▸ **Exercise prompt**: Repeat every one of the items below word for word, leaving out the pictures.

▸ **Data**:

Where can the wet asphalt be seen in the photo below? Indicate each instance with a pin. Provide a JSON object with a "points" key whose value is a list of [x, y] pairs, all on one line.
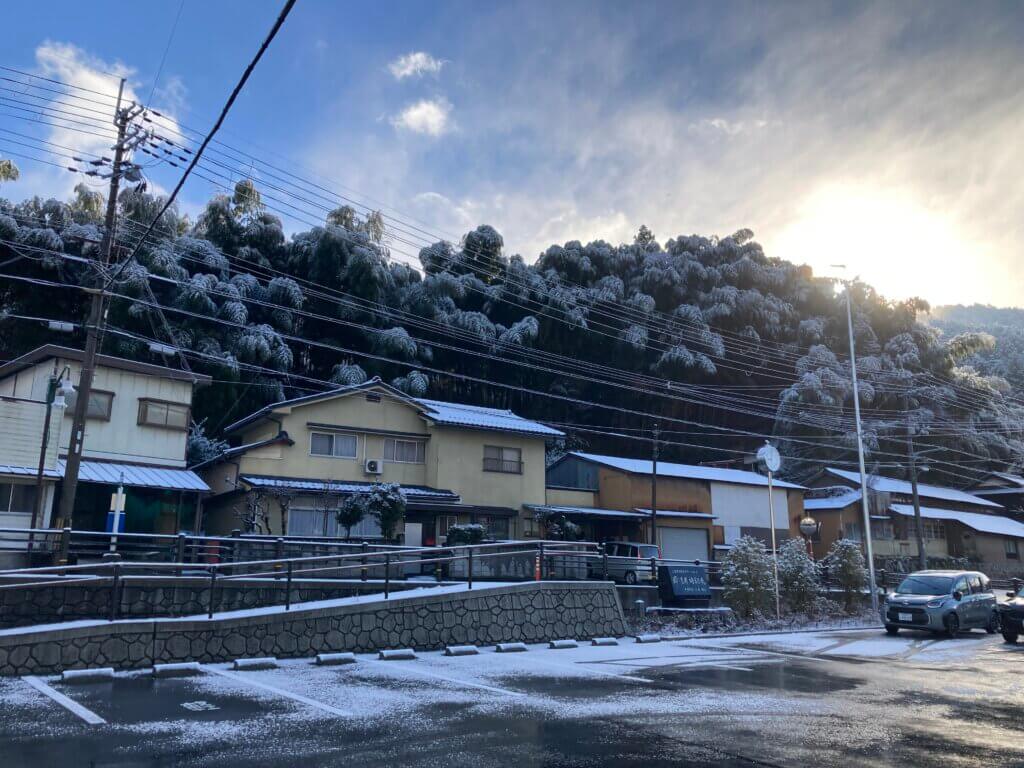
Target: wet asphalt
{"points": [[843, 698]]}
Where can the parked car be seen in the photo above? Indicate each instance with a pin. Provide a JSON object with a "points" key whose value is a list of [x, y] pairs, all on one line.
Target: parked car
{"points": [[1012, 614], [942, 601], [628, 562]]}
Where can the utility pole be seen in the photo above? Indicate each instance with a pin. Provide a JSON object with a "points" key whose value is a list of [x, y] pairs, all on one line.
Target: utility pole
{"points": [[919, 526], [653, 486], [868, 549], [97, 316]]}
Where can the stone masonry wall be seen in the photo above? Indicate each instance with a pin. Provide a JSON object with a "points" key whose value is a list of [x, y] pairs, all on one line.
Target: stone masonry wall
{"points": [[532, 611], [151, 598]]}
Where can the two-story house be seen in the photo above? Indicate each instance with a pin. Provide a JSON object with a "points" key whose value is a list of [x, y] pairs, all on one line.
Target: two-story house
{"points": [[135, 435], [293, 462], [700, 510], [955, 523]]}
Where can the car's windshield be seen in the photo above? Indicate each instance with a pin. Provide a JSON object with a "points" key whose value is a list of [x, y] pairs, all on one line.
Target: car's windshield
{"points": [[925, 585]]}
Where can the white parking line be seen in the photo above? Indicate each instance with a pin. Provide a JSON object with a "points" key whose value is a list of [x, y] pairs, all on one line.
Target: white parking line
{"points": [[248, 680], [87, 715], [417, 671]]}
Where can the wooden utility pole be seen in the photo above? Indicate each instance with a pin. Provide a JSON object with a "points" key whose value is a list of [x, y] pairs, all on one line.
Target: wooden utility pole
{"points": [[97, 316], [919, 525]]}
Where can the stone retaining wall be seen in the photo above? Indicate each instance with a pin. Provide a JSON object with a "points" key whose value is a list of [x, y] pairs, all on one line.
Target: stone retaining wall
{"points": [[532, 611], [144, 597]]}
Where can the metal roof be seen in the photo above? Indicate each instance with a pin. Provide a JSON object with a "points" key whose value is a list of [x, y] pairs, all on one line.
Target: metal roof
{"points": [[891, 485], [133, 475], [686, 471]]}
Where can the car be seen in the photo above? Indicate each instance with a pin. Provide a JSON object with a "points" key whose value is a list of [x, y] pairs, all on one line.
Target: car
{"points": [[1012, 614], [942, 601], [628, 561]]}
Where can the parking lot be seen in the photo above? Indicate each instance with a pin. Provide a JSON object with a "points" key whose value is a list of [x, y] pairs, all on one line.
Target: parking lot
{"points": [[845, 697]]}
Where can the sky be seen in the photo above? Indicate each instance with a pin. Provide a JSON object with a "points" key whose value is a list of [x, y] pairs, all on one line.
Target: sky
{"points": [[883, 136]]}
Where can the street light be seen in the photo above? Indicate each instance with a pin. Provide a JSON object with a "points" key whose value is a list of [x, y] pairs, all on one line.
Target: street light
{"points": [[58, 389]]}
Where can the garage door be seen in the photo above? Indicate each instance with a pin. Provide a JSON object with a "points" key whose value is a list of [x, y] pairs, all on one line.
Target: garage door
{"points": [[683, 544]]}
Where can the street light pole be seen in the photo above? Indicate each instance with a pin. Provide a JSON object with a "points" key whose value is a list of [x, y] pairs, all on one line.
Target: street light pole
{"points": [[868, 549]]}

▸ **Complete output**:
Where can the wet asphalt be seen in the photo below? Indicate each instance with a pin. Provide a JSON object with a "points" key whose value is a list of [x, y] pairs, all on one line.
Target: wet asphalt
{"points": [[843, 698]]}
Where can the parked car be seen in the photo above? Indicate each instance with a pin. Provide a JSON object with a "points" key whose value is a list of [x, y] pairs, all on one line.
Target: parked car
{"points": [[1012, 614], [942, 601], [628, 562]]}
Where can the utility pole be seen in the photo above? Indicate each instance with a pin. Provide a JSON object with a "points" key whose value is a list of [x, y] pairs, all on one line.
Target: utility pole
{"points": [[919, 526], [653, 486], [868, 549], [97, 316]]}
Where can the stone masonry wall be seen in the photo above? Indicate each instance with a pin. Provide a JSON object with a "points" key whose value is a list of [x, y] pairs, all on one line.
Target: stone masonry wall
{"points": [[532, 611], [151, 598]]}
Where can the two-story house be seen in the photo above? Indicate each instance with a pin. Provide a JSON object with a "points" key whose value is a list of [x, y] pairs, all on one line.
Target: two-story house
{"points": [[135, 435], [293, 462], [700, 510], [955, 523]]}
Where can the car's windshield be seen in the photo above? Indicate each instance with a pin. Provide a JSON object with a "points" key whose value is a list of [x, y] pairs, all on one line.
Target: car's windshield
{"points": [[925, 585]]}
Where can the white parking line be seen in the photo above? Indicate each instance with a pin. Provide a JSON object with a "points" key whose value is a list of [x, y] pairs, all on one line.
Target: white parking line
{"points": [[248, 680], [87, 715], [417, 671]]}
Where can the wooden utility pole be seen in the photo above? Indicate each instance with a pin. Provide a JSON object with a "points" key whose value is a list of [x, y] pairs, all on one line.
Target: wooden utility pole
{"points": [[97, 316], [919, 525]]}
Where can the stone retaining wall be seen in the photo above? Indicate each instance with a pin. Provide a JSON object with a "points" key whose value is a list of [x, y] pairs, all on one line.
Target: stone retaining wall
{"points": [[532, 611], [144, 597]]}
Where can the metal roof be seen in the photo above? Indicate each instance with a pin. Provide a JSON object with a "points" key whose value is a list of [x, y] pairs, all on one line.
Target: metal roof
{"points": [[891, 485], [133, 475], [686, 471]]}
Where can the car be seen in the photo above? Indicate each instance with a pin. Provide a JSON object with a "points" key whose value is a list of [x, y] pairs, all on one line.
Target: car
{"points": [[1012, 614], [942, 601], [628, 561]]}
Where can the parking lot be seen in the photo above? Indicate each instance with a pin. Provide a JSON object with a "points" key whose value is a list of [x, y] pairs, all on one line.
Target: parking lot
{"points": [[845, 697]]}
Where can the sky be seen in the photo above? Indicate each instance with a pin. Provide a JSON object with a "points" key whose value is a list of [x, y] pairs, all on one line.
Target: sky
{"points": [[883, 136]]}
Where can the street light be seen in the photo above? Indicate each instance with a pin. Provide a JSON object with a "points" key whose value is a list of [x, y] pairs, all on one line.
Target: street light
{"points": [[58, 389]]}
Where can the garage door be seen in the photo above? Indicate each instance with a pin. Provide a JSON object with a "points" key whose value is a list of [x, y] pairs, all on one line.
Target: garage door
{"points": [[683, 544]]}
Where can the street light pole be seen in the photo above? Indicate each instance with a pin. Provide a JSON object with a "points" key whose value is a list of [x, y] pairs, all on one line.
Target: street light pole
{"points": [[868, 549]]}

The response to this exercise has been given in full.